Give everything in the listing from the line containing "striped shirt as" down to the line containing "112 104 L 122", both included, as a Markdown table with a Row column numbering the lines and a Line column holding each line. Leave out blank lines.

BEGIN Task inputs

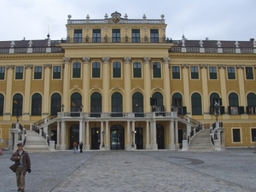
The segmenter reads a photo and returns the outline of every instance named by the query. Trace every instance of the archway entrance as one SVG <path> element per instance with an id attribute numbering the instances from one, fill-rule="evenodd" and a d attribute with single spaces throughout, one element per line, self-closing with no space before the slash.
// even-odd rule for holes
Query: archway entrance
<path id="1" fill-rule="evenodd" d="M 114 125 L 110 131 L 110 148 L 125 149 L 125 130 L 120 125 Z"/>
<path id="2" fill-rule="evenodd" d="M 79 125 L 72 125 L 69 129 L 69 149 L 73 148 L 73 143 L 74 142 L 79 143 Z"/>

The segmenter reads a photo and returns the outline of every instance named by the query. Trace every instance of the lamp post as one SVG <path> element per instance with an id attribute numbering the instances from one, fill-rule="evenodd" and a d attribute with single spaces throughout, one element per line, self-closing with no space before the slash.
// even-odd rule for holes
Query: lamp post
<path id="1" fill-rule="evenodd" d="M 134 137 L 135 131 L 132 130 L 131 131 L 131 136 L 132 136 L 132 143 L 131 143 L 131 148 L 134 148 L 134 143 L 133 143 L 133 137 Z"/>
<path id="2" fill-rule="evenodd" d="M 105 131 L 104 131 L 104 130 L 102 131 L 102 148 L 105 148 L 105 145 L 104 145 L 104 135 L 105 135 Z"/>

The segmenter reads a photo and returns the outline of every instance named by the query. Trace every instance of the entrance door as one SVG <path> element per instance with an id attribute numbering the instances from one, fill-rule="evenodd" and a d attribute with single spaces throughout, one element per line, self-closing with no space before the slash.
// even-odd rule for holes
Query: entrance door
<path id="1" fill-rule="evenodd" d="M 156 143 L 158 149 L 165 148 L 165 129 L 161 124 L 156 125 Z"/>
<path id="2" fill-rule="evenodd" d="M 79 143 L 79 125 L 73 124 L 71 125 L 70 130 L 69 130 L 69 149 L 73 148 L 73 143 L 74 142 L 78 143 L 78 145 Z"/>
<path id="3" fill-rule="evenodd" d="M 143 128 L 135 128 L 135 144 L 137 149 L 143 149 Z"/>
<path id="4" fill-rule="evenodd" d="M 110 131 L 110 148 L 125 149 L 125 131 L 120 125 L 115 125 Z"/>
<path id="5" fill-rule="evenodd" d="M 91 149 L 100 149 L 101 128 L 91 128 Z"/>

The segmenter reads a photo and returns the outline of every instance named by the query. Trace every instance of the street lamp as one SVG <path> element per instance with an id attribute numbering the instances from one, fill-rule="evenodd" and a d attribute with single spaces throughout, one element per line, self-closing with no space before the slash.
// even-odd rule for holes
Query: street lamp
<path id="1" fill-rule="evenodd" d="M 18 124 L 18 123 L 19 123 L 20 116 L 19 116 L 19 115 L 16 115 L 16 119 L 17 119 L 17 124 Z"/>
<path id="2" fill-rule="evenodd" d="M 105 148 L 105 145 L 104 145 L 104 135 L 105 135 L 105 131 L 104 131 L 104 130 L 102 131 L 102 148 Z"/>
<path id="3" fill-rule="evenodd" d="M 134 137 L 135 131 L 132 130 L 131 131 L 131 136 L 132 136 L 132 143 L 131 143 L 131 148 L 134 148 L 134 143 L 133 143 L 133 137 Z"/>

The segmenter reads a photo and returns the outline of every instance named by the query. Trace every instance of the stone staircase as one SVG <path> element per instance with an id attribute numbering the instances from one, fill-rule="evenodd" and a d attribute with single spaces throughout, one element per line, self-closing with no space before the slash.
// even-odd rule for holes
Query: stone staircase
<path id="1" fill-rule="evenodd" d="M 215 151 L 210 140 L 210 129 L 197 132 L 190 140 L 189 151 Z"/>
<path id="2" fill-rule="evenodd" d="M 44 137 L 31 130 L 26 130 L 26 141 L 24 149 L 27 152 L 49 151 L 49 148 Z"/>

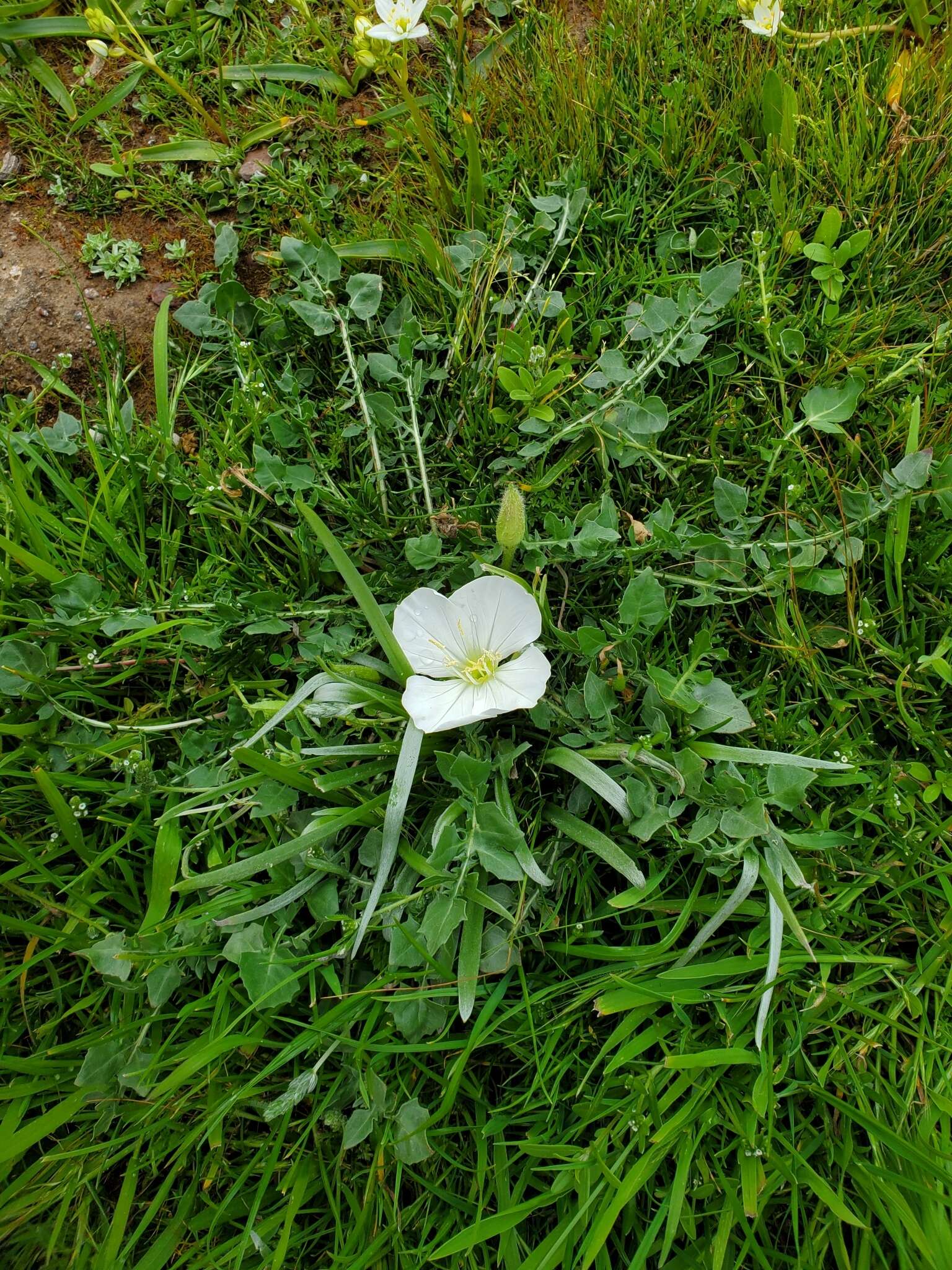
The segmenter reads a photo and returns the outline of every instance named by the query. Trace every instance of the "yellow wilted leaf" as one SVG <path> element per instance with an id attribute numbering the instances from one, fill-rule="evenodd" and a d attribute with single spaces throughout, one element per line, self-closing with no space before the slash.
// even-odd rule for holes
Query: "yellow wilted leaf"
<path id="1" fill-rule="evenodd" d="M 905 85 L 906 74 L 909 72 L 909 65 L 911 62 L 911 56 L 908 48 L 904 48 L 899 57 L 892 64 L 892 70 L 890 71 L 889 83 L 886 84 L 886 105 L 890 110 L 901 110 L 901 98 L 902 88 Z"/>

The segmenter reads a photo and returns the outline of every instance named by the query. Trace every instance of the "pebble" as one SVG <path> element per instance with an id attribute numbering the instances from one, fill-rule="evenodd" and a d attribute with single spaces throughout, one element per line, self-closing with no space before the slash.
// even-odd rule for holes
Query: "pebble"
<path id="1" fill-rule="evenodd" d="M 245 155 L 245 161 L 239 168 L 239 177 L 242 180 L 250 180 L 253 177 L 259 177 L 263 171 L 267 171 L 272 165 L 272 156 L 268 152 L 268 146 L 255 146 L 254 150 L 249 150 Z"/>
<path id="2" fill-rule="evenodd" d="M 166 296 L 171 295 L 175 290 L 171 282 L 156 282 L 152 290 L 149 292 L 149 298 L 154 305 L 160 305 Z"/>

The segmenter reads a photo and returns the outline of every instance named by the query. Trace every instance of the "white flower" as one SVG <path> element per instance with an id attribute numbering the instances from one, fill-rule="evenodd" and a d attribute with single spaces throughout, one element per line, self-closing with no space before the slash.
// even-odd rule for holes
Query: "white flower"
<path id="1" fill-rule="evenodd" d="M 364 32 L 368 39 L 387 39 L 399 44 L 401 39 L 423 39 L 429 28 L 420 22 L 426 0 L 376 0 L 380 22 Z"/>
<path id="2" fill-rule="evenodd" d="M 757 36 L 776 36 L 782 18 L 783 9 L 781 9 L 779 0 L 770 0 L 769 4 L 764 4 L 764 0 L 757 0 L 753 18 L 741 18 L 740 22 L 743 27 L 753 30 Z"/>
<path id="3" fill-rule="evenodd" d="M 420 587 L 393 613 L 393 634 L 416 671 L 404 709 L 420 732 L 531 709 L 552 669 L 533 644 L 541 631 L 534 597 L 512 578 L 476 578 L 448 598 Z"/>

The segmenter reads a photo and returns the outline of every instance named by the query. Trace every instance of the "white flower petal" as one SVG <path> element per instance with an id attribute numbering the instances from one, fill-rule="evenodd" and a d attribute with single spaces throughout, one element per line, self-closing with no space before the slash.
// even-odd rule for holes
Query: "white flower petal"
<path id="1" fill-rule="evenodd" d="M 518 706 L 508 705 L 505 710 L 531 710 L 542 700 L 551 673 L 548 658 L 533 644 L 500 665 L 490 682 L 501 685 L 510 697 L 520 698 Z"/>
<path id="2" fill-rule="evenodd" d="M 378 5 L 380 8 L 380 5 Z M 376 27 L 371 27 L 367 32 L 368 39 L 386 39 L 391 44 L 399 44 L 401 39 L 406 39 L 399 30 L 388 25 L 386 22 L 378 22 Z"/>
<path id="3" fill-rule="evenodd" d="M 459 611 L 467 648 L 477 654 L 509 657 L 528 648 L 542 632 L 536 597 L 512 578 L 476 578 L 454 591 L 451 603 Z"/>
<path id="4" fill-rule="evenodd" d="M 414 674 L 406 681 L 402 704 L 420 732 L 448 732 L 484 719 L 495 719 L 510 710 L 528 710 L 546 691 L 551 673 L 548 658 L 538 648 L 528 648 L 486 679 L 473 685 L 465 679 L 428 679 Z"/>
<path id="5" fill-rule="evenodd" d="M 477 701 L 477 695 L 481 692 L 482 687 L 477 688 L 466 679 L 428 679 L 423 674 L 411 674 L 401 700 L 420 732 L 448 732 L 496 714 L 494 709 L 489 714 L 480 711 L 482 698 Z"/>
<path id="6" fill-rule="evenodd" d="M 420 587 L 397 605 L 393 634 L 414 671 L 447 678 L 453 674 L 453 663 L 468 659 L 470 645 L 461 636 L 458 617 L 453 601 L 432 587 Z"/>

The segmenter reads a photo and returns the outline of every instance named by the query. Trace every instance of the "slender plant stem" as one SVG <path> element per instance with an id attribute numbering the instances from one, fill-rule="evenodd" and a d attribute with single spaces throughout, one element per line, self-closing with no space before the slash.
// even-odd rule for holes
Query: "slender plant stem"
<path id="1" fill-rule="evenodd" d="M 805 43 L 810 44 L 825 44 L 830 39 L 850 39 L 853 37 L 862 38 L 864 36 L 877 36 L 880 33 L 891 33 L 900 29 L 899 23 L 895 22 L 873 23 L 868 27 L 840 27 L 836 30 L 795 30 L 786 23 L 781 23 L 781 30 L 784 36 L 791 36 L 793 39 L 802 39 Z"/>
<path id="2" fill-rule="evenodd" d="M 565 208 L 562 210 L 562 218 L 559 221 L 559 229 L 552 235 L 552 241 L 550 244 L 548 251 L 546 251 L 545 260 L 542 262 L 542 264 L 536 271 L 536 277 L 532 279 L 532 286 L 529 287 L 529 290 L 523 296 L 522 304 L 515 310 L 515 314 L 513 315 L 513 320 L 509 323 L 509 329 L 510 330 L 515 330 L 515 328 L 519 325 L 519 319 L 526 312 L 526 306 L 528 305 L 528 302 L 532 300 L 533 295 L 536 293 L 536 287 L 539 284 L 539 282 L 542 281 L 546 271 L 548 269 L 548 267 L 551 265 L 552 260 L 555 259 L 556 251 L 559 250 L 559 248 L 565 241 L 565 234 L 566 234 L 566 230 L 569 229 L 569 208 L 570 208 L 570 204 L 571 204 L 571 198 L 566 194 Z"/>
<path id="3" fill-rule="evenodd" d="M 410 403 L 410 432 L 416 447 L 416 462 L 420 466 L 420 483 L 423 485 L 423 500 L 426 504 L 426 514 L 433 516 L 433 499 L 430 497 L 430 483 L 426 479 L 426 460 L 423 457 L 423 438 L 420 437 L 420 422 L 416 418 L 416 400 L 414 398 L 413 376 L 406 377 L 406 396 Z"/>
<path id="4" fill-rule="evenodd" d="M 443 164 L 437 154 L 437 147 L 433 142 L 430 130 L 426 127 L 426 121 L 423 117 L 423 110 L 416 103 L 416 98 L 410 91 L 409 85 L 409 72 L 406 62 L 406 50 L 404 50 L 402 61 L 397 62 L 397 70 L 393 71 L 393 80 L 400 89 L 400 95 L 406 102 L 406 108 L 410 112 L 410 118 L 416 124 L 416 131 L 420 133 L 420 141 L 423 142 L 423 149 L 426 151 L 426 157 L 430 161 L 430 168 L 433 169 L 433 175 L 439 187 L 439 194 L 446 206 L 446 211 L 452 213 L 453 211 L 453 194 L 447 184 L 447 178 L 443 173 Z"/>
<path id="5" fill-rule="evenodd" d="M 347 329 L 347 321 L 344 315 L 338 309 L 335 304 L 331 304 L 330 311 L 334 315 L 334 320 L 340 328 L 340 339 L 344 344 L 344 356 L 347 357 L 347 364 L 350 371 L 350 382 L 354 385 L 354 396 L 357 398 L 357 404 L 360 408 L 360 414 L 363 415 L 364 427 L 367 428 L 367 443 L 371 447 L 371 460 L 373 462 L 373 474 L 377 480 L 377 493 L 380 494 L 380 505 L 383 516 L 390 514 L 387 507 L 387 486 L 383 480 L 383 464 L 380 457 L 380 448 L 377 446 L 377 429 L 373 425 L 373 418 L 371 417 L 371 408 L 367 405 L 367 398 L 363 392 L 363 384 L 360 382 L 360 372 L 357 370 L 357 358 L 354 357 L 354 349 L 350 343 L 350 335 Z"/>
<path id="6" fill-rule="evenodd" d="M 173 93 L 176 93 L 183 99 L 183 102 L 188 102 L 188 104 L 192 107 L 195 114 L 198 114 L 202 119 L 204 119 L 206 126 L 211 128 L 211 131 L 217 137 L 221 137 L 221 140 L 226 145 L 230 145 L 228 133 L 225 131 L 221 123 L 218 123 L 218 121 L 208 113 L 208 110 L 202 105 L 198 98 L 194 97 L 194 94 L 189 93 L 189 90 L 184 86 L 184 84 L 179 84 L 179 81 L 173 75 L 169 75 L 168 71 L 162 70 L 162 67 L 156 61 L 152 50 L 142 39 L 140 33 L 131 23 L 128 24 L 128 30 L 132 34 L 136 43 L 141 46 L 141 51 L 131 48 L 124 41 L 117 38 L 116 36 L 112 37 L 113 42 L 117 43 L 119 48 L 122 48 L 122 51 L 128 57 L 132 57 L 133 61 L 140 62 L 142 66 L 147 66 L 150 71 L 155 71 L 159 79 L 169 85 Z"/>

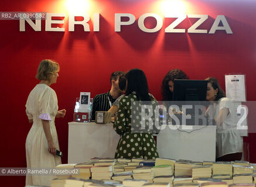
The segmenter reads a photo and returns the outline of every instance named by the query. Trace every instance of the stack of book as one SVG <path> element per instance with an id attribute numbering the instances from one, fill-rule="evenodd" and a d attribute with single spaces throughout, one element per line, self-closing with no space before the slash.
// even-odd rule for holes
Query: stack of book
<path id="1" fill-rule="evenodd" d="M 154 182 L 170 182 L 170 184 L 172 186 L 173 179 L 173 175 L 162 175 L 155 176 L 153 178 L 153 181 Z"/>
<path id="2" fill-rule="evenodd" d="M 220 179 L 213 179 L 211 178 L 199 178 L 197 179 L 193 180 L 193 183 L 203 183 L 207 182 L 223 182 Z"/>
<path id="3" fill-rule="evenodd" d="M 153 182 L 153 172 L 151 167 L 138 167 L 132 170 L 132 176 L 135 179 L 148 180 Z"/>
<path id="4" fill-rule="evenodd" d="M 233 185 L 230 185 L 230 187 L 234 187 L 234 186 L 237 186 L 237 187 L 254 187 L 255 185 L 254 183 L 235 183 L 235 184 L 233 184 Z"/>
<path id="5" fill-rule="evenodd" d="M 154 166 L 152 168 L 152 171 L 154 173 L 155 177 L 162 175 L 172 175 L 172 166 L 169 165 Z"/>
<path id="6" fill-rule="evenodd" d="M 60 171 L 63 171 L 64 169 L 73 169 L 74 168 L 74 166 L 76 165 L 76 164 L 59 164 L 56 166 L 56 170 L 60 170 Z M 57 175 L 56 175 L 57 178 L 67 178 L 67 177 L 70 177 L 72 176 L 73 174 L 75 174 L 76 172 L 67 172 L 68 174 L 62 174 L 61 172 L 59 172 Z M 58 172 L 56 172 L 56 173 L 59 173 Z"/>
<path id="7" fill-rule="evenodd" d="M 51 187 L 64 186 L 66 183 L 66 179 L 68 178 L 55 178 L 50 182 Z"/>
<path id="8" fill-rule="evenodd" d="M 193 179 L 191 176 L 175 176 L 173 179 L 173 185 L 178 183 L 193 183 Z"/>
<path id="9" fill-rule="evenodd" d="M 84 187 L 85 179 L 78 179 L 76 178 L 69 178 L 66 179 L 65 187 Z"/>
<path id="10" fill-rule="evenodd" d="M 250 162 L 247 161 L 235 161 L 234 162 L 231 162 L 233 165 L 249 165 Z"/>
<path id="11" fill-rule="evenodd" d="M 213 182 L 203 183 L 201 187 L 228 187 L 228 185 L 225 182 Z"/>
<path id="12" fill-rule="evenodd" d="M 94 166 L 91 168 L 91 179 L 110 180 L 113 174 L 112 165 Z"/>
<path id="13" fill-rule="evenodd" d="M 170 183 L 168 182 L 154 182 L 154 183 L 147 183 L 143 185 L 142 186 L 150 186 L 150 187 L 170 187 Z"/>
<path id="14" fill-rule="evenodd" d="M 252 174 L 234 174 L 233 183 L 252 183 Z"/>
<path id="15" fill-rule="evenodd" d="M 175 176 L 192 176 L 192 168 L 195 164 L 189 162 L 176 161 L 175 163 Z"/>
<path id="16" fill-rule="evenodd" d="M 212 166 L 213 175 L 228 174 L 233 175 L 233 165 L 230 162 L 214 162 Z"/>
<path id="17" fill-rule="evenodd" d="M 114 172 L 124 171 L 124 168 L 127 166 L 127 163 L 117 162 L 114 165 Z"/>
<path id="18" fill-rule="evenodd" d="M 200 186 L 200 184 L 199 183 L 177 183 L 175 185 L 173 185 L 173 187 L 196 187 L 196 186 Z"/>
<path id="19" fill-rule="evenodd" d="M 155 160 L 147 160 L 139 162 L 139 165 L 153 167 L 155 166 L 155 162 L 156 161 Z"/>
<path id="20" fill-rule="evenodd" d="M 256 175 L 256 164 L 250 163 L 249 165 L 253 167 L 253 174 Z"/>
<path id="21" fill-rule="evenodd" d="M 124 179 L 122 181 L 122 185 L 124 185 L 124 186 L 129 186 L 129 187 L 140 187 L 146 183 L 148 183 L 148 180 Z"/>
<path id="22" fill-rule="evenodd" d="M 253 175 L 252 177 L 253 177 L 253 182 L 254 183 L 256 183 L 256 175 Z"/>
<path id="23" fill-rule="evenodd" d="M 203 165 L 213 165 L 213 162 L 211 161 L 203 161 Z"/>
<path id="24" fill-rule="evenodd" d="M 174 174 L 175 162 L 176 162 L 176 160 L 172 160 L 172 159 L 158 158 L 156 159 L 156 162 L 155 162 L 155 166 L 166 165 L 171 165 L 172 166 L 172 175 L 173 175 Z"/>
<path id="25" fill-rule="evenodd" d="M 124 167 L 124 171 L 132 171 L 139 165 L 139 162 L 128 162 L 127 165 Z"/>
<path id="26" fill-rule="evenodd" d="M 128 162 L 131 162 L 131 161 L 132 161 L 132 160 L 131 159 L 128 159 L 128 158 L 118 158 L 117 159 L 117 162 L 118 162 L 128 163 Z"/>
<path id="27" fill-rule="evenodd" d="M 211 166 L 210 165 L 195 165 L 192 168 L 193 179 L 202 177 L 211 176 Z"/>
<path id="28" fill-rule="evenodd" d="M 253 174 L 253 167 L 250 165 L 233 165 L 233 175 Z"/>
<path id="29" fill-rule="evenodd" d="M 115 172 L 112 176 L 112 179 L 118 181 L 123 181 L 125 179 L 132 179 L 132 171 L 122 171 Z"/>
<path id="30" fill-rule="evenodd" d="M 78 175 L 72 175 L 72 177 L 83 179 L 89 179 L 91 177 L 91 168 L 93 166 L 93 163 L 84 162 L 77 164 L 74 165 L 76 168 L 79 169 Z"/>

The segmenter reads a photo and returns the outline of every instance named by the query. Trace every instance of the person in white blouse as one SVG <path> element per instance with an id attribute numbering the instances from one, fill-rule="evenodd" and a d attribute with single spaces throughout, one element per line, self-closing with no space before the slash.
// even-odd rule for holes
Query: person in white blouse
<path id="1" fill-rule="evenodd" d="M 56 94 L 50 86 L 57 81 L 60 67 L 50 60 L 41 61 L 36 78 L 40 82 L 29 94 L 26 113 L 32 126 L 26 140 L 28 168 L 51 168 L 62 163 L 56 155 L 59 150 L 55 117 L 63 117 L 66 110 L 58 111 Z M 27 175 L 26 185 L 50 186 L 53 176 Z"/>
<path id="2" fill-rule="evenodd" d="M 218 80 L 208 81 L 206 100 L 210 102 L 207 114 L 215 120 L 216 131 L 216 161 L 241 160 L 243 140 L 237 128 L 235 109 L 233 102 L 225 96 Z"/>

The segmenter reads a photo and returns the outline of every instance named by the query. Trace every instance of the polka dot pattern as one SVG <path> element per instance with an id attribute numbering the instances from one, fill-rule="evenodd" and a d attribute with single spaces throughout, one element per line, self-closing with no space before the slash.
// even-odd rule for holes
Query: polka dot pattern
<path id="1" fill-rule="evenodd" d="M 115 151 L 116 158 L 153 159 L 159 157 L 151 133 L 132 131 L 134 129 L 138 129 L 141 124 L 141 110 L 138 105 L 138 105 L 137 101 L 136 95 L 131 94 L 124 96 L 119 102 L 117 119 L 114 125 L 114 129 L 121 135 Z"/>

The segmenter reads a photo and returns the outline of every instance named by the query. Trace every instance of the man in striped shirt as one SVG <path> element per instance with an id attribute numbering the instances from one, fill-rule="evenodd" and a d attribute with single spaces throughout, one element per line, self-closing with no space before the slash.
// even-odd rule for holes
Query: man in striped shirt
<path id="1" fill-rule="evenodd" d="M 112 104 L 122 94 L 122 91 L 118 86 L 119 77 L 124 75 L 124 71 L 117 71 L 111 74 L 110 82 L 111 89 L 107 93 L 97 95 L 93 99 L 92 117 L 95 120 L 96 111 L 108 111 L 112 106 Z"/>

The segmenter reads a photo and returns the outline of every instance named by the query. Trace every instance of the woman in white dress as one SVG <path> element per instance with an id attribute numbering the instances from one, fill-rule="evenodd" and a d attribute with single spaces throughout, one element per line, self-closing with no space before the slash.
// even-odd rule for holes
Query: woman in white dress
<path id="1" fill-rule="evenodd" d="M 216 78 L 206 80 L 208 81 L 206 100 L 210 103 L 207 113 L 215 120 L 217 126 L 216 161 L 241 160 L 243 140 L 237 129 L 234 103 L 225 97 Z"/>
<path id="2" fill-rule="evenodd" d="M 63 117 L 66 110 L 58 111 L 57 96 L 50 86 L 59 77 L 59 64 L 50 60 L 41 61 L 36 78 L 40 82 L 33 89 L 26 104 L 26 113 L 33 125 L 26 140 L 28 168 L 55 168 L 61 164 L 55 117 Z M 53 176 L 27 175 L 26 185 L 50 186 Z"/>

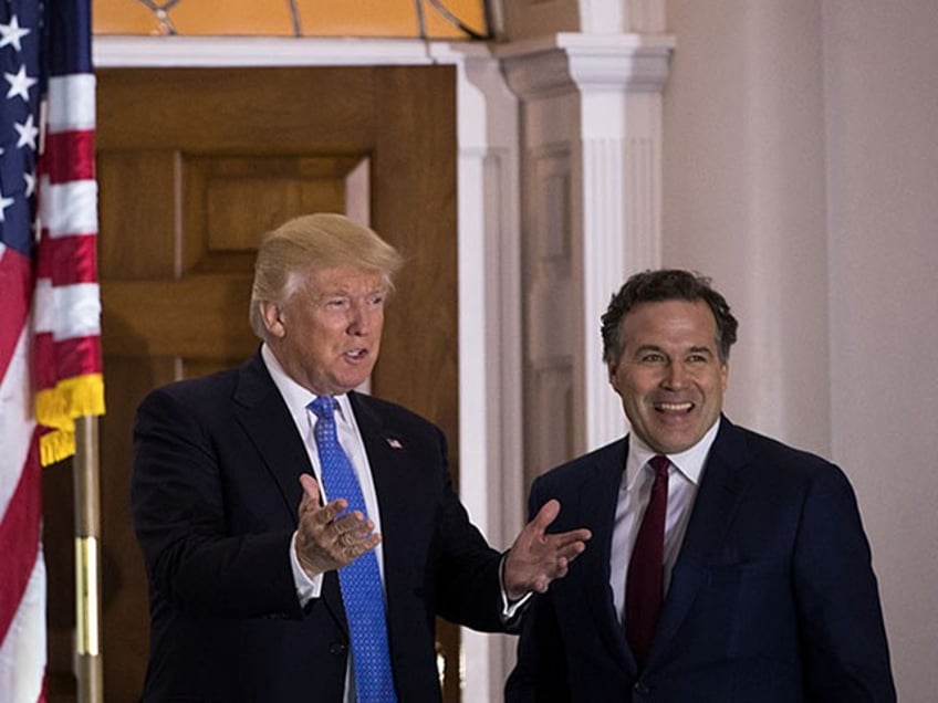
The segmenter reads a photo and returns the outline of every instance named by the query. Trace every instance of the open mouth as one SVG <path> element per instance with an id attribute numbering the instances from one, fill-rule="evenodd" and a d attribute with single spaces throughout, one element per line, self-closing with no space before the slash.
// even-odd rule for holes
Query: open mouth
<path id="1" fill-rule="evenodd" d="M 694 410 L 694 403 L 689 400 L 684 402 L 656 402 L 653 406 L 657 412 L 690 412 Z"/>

END Task inputs

(Answer for this exercise):
| Row | Line |
|---|---|
| 1 | The segmenter reads a photo and returns the outline of every instance named by the query. Trace every instance of the man in striped shirt as one SVG <path> element per instance with an id attribute numbering the instances from one, fill-rule="evenodd" and a d attribute with single spaces throughout, one element per line, self-closing with no space before the slash. |
| 2 | // even-odd rule for holes |
| 3 | Query: man in striped shirt |
| 4 | <path id="1" fill-rule="evenodd" d="M 112 104 L 122 94 L 122 91 L 118 86 L 119 77 L 124 75 L 124 71 L 117 71 L 111 74 L 110 82 L 111 89 L 107 93 L 97 95 L 93 99 L 92 117 L 95 120 L 96 111 L 108 111 L 112 106 Z"/> |